■ EXERCISE GOAL
Go through the data below and return each line where the string "small" occurs.

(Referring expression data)
——————

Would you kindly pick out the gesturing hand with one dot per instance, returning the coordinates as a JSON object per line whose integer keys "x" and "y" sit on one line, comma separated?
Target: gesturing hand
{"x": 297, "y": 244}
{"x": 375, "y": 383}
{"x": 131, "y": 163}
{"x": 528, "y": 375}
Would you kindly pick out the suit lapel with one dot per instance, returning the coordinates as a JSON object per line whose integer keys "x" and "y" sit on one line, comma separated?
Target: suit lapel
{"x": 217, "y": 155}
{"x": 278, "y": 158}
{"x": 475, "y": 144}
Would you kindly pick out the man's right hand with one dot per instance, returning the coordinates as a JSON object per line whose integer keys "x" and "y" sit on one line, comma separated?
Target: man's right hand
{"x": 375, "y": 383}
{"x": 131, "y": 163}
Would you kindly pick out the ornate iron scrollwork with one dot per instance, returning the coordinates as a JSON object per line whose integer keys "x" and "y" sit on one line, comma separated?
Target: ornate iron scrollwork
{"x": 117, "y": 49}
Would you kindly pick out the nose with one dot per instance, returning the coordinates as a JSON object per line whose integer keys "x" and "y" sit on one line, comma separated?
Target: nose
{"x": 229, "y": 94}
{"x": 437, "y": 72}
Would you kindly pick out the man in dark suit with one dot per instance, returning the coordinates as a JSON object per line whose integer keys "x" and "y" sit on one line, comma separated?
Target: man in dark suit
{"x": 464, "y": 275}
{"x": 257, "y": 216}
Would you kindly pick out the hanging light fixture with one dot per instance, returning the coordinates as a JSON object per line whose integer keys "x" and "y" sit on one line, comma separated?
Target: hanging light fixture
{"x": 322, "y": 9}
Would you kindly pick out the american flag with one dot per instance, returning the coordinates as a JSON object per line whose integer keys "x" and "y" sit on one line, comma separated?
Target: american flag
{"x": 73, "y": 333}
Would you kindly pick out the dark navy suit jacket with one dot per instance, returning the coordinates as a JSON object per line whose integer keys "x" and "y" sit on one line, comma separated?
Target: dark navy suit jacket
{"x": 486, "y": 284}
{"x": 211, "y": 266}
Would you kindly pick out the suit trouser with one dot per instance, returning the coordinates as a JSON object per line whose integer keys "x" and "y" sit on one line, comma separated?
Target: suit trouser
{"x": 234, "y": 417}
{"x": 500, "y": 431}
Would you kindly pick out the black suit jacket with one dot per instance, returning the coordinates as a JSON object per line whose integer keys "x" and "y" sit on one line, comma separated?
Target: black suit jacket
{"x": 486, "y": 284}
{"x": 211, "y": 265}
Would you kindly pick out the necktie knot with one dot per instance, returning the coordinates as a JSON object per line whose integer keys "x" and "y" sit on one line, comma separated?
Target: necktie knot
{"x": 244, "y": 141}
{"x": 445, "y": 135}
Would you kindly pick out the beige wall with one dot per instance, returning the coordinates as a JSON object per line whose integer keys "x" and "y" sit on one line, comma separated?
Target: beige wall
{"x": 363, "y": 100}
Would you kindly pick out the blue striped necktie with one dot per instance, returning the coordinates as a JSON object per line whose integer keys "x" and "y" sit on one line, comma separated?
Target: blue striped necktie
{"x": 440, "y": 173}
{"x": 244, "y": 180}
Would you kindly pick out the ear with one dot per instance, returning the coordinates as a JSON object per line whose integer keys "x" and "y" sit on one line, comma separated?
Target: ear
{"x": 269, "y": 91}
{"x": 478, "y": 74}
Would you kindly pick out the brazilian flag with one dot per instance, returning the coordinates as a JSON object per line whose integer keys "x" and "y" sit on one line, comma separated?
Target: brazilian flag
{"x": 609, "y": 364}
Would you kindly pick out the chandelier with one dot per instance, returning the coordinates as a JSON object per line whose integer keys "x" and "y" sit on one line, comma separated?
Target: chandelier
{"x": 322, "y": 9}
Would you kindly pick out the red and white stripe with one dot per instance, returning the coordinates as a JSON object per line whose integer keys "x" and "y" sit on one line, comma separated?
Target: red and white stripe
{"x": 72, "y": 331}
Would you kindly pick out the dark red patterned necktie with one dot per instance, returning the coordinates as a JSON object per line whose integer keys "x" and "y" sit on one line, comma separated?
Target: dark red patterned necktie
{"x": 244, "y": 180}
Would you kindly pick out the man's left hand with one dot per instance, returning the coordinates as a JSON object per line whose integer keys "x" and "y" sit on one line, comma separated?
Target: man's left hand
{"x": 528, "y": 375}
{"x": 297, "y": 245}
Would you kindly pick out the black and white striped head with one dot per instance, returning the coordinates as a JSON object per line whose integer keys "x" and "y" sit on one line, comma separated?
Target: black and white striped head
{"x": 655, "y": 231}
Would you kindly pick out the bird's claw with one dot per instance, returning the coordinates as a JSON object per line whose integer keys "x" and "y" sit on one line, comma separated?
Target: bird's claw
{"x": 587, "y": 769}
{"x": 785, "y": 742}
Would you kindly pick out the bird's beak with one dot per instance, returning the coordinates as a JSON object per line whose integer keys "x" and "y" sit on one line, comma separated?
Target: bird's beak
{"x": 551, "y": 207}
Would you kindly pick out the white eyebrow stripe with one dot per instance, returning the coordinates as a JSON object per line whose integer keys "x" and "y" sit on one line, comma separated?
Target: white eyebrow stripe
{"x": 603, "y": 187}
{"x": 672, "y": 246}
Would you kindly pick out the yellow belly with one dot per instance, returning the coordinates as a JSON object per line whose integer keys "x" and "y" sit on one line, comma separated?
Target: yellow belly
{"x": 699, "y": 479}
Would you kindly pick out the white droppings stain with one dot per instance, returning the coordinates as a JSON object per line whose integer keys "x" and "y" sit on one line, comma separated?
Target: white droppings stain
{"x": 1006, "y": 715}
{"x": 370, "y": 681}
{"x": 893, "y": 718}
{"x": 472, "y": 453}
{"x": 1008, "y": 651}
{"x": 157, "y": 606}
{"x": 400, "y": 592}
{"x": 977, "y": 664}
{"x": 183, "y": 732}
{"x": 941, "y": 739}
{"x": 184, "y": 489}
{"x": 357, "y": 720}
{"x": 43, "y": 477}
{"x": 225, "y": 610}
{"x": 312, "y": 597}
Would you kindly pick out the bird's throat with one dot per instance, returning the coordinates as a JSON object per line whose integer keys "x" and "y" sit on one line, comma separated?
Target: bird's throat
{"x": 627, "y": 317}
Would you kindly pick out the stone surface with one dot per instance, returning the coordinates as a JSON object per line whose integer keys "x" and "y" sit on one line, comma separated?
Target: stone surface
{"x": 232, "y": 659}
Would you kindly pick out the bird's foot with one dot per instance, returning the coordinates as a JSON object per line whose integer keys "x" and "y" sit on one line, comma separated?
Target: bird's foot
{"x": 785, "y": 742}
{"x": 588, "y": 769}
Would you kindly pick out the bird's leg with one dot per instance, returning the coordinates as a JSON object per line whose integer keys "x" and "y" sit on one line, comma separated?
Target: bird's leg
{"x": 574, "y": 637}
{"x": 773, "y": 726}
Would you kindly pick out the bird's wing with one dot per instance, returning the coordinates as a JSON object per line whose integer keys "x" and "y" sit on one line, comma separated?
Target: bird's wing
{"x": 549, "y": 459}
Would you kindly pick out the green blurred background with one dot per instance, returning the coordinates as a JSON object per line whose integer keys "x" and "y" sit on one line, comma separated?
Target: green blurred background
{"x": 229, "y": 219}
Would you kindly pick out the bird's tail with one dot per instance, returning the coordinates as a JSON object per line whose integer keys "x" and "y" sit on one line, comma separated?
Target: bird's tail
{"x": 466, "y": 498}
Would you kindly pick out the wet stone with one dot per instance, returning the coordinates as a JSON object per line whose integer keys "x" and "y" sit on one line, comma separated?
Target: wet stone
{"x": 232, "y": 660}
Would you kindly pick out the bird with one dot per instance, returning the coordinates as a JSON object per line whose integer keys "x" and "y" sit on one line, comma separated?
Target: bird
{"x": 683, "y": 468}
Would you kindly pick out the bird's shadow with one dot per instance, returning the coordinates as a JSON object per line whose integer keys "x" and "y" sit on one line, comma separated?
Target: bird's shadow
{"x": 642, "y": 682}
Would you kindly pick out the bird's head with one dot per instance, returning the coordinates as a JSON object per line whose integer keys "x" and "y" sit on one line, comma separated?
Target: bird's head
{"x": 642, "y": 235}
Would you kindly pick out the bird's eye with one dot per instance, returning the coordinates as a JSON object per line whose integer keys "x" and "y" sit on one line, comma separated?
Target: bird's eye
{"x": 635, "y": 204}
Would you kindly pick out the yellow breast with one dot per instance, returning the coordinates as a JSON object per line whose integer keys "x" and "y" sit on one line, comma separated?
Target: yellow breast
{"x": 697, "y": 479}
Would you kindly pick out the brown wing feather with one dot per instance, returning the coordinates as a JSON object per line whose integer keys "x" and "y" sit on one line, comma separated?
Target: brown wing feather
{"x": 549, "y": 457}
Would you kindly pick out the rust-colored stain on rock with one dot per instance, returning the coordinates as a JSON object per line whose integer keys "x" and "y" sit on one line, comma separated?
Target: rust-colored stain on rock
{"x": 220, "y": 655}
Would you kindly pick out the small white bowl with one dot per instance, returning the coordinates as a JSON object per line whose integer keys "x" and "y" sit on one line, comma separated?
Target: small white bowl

——————

■ ANSWER FOR THIS EXERCISE
Would you kindly pick out the small white bowl with one dot per instance, returning the coordinates as a JSON object per line whose integer keys "x" and "y" sit on one line, comma separated?
Target: small white bowl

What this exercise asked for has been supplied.